Segment Start: Exercise data

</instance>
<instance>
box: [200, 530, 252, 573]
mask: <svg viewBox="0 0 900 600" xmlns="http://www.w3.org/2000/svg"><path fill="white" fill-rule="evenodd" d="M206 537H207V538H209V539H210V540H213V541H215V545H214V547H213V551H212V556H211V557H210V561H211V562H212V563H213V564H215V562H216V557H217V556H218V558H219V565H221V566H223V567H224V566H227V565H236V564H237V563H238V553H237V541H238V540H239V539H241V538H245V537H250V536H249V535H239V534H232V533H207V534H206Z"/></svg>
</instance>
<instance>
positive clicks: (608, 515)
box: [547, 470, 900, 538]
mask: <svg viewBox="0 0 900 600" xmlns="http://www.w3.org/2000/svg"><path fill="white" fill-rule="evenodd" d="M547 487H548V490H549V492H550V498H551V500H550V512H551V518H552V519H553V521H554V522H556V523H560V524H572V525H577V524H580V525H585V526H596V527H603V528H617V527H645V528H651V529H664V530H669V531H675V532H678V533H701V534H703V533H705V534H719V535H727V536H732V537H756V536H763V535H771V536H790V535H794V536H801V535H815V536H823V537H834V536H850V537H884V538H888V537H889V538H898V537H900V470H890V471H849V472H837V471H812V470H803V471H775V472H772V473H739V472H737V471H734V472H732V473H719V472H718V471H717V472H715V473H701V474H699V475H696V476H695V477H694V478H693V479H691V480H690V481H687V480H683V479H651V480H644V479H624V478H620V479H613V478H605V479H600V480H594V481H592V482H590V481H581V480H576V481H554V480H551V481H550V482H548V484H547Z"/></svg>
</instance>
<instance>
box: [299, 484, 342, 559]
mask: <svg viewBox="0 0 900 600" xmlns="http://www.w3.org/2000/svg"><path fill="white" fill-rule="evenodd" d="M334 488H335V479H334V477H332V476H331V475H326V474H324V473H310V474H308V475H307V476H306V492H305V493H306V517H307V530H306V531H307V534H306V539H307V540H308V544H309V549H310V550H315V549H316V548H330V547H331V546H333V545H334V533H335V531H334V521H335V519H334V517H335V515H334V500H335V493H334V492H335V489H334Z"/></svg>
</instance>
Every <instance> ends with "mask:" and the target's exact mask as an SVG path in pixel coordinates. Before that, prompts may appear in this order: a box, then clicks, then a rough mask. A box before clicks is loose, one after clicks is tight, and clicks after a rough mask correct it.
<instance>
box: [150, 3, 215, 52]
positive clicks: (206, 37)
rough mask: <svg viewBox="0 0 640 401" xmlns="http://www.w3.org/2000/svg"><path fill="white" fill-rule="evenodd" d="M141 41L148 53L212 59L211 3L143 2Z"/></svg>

Segment End: Exercise data

**Task instructions**
Every record above is to be given again precisely.

**Answer for this exercise**
</instance>
<instance>
box: [200, 530, 252, 573]
mask: <svg viewBox="0 0 900 600" xmlns="http://www.w3.org/2000/svg"><path fill="white" fill-rule="evenodd" d="M206 537H207V538H209V539H210V540H213V541H215V545H214V547H213V551H212V556H211V557H210V561H211V562H212V563H213V564H215V562H216V557H217V556H218V558H219V565H221V566H223V567H224V566H227V565H236V564H237V563H238V553H237V541H238V540H239V539H241V538H245V537H250V536H249V535H239V534H232V533H207V534H206Z"/></svg>
</instance>
<instance>
positive clicks: (608, 515)
box: [547, 470, 900, 538]
mask: <svg viewBox="0 0 900 600" xmlns="http://www.w3.org/2000/svg"><path fill="white" fill-rule="evenodd" d="M547 487H548V490H549V492H550V498H551V500H550V512H551V518H552V519H553V521H554V522H556V523H560V524H572V525H577V524H580V525H585V526H596V527H603V528H617V527H645V528H651V529H664V530H669V531H675V532H678V533H701V534H703V533H705V534H719V535H727V536H732V537H756V536H763V535H771V536H790V535H794V536H801V535H815V536H823V537H834V536H850V537H884V538H888V537H889V538H898V537H900V470H890V471H849V472H837V471H812V470H803V471H775V472H772V473H739V472H737V471H734V472H732V473H719V472H718V471H717V472H715V473H701V474H699V475H696V476H695V477H694V478H693V479H691V480H690V481H687V480H683V479H651V480H644V479H624V478H620V479H613V478H605V479H600V480H594V481H592V482H590V481H581V480H576V481H554V480H551V481H550V482H548V484H547Z"/></svg>
</instance>
<instance>
box: [299, 484, 342, 559]
mask: <svg viewBox="0 0 900 600" xmlns="http://www.w3.org/2000/svg"><path fill="white" fill-rule="evenodd" d="M334 488H335V479H334V477H332V476H331V475H326V474H324V473H310V474H308V475H307V476H306V492H305V493H306V517H307V530H306V531H307V534H306V539H307V540H308V544H309V549H310V550H315V549H316V548H330V547H331V546H333V545H334V533H335V531H334V521H335V519H334V517H335V515H334V500H335V493H334V492H335V489H334Z"/></svg>
</instance>
Every <instance> ends with "mask:" and the target's exact mask as an SVG path in pixel coordinates. Before that, prompts may appear in this order: a box, then clicks, then a rough mask. A box before clicks is loose, one after clicks is tight, and clicks after a rough mask correct it.
<instance>
box: [150, 3, 215, 52]
positive clicks: (206, 37)
rough mask: <svg viewBox="0 0 640 401" xmlns="http://www.w3.org/2000/svg"><path fill="white" fill-rule="evenodd" d="M141 41L148 53L212 59L211 3L143 2Z"/></svg>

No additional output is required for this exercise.